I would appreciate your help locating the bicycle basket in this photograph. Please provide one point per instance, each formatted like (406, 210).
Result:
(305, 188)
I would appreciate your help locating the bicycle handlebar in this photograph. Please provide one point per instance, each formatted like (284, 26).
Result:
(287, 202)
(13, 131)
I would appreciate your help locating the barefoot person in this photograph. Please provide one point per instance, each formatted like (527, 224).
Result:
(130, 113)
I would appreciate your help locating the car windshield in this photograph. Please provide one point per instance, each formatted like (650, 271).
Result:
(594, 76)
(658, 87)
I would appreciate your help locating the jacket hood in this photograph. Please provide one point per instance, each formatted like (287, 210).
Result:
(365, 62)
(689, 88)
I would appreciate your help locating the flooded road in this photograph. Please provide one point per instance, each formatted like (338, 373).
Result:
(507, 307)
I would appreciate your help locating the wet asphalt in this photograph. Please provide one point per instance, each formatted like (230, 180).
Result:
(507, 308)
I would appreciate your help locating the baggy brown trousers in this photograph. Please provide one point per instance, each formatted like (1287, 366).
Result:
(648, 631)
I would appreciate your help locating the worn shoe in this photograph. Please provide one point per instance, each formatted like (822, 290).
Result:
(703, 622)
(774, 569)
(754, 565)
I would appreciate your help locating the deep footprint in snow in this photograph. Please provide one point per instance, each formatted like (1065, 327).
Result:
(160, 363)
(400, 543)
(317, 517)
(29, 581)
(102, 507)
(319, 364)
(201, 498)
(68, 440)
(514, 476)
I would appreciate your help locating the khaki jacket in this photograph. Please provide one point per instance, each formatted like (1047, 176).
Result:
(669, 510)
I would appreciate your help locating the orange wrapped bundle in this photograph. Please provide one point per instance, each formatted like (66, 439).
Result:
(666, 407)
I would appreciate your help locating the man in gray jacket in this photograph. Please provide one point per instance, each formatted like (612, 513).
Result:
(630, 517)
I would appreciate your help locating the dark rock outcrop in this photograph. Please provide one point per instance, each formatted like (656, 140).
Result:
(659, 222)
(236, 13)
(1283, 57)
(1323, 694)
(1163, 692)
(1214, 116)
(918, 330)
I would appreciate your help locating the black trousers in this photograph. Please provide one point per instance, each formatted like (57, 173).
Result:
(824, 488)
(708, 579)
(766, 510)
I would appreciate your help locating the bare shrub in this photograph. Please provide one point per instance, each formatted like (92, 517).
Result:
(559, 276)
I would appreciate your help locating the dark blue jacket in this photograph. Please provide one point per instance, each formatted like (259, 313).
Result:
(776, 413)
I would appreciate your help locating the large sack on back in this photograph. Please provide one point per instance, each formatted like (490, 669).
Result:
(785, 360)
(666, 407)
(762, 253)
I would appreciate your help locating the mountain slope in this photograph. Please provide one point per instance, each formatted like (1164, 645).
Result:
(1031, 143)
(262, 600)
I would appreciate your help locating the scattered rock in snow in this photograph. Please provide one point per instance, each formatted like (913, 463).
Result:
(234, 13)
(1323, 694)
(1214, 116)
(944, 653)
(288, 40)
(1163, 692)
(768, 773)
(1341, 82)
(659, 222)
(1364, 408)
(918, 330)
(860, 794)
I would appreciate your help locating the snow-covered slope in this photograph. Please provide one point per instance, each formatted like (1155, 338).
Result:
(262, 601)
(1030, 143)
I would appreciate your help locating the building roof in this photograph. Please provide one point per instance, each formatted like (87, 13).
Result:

THE EXERCISE: Reproduce every item above verbatim, character for character, with nothing added or omitted.

SOLUTION TO THIS PROBLEM:
I would appreciate your help locating the bicycle basket in this photograph. Please provide one point per instance, each formatted like (406, 210).
Result:
(305, 188)
I would appreciate your help locating the bicycle handlebar in this photograph. Please provide one point per instance, each formatted like (284, 26).
Result:
(287, 202)
(13, 131)
I would appreciate your help locating the barefoot person in this photograph. Please provide one point per instance, each formatted like (527, 224).
Result:
(130, 113)
I would appreciate your help locating the car windshield in this photograph. Please provide one point per instance, each formatted like (650, 271).
Result:
(594, 76)
(658, 87)
I would appreciate your help locating the jacket hood in this photograph. Please provide one point per instance, each formatted like (287, 210).
Result:
(365, 62)
(689, 88)
I would appreciate your help locating the flooded road in this photograph. Please provide one point per instance, each formatted like (338, 373).
Result:
(507, 307)
I would appreciate your help locating the wet asphalt in this photograph. Please provide one point per instance, each formatted like (230, 180).
Result:
(507, 308)
I would appreciate your help locating the baggy brown trousers in this photograph. Please provide one point per instance, each formatted like (1287, 366).
Result:
(648, 631)
I would appreciate your help locating the worn shoe in this photograph. Please provide one point per instance, each formatted like (822, 290).
Result:
(703, 622)
(774, 569)
(754, 565)
I would appreciate your help locating the deep footprint in snow in this photograph. Please provide one point per instance, each formatted like (1065, 327).
Result:
(160, 363)
(400, 543)
(317, 517)
(29, 581)
(102, 507)
(319, 364)
(201, 498)
(68, 440)
(514, 476)
I would appreciate your help locating the khaki jacket in this photograph. Please provide one point per instance, each formatted like (1047, 176).
Result:
(669, 510)
I would appreciate your help locating the orange wrapped bundle in this photograph. Please provide one point per instance, each formatted like (66, 439).
Result:
(666, 407)
I would appreciate your help locating the man in gray jacket in this photograph. Please provide one point per instance, each formatted like (612, 513).
Result:
(630, 517)
I would appreciate your help locating the dark rock outcrop in this photograph. Please provide one point per instance, each formatted like (656, 140).
Result:
(659, 222)
(236, 13)
(1283, 57)
(1323, 694)
(1163, 692)
(1214, 116)
(918, 330)
I would appreciate your help locating the black trousers in this photograph. Please provide one point per instance, each formatted like (57, 173).
Result:
(824, 488)
(708, 579)
(766, 510)
I would appreciate your help locating the bare shrub in this photograph. Please provide one point per instance, each formatted like (92, 517).
Result:
(559, 276)
I would appreciate your help locating the dark blue jacket in this photograph. Please provide one point per instance, each formatted like (259, 313).
Result:
(776, 413)
I would appreciate your help locating the large sack on back in this photograph. Please provide one point per instance, each formatted like (490, 669).
Result:
(785, 360)
(666, 407)
(762, 253)
I would appreciate your help locating the mountain slope in this photograph. Please provide one point per instance, each formatted like (1164, 645).
Result:
(1031, 143)
(262, 600)
I would appreciate your help locating the scattered rock in snow in this photograph. Please provide one point per instance, each formatted like (913, 463).
Result:
(234, 13)
(1323, 694)
(1214, 116)
(944, 653)
(288, 40)
(1163, 692)
(768, 773)
(1341, 82)
(659, 222)
(1364, 408)
(918, 330)
(860, 794)
I would appreciate your help locating the snow-covered slope in this photograph. Please provide one point per instance, each formatted like (1155, 338).
Result:
(262, 601)
(1030, 143)
I would appreciate your help locating the building roof in this photograph. Please provide one point per instance, each formatted like (87, 13).
Result:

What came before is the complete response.